Items from a data source:
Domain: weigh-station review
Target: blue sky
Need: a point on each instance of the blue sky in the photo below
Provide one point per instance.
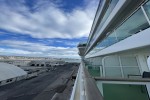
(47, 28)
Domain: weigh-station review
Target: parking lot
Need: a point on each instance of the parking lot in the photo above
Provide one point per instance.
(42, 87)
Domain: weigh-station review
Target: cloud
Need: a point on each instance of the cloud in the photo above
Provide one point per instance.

## [Activity]
Transcribe the records above exactly and drop every picture.

## [Output]
Domain: weigh-station review
Target: blue sky
Need: a point on each instance of the blue sky in the photo below
Provide one point per instance.
(47, 28)
Domain: weigh-station review
Target: parking lot
Need: a point on each instance of the parking lot in the photo above
Provide one point per instance.
(42, 87)
Domain: weigh-station review
Target: cloud
Need: a point on each instance of the cloud in the photo above
Provide one point per instance.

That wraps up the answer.